| Available records |
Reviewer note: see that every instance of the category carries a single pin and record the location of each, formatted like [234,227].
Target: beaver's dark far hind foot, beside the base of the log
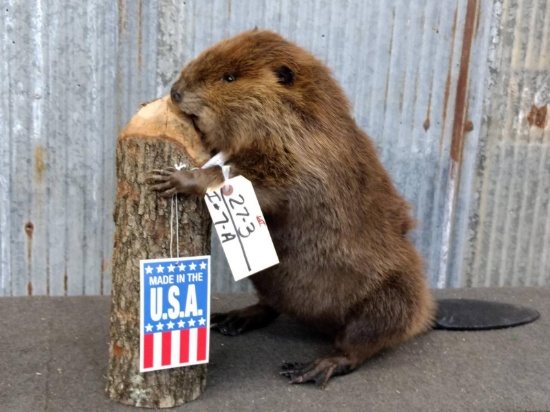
[235,322]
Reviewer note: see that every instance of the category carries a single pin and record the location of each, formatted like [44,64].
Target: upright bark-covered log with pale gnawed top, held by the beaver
[156,137]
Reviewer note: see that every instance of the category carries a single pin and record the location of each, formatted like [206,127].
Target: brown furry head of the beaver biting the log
[257,89]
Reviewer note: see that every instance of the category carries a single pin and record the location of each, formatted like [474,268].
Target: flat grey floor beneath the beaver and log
[53,357]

| What to produce |
In the listing above, find the line with "Target: brown furry" and set down that line and all after it exactly, through the final line.

| Response |
Target: brown furry head of the beaver biting the log
[257,89]
Reviewer note: see that every instance of the category carries a single pin and record the location of each, formatted like [474,268].
Target: flat grey floor beneath the beaver and log
[53,357]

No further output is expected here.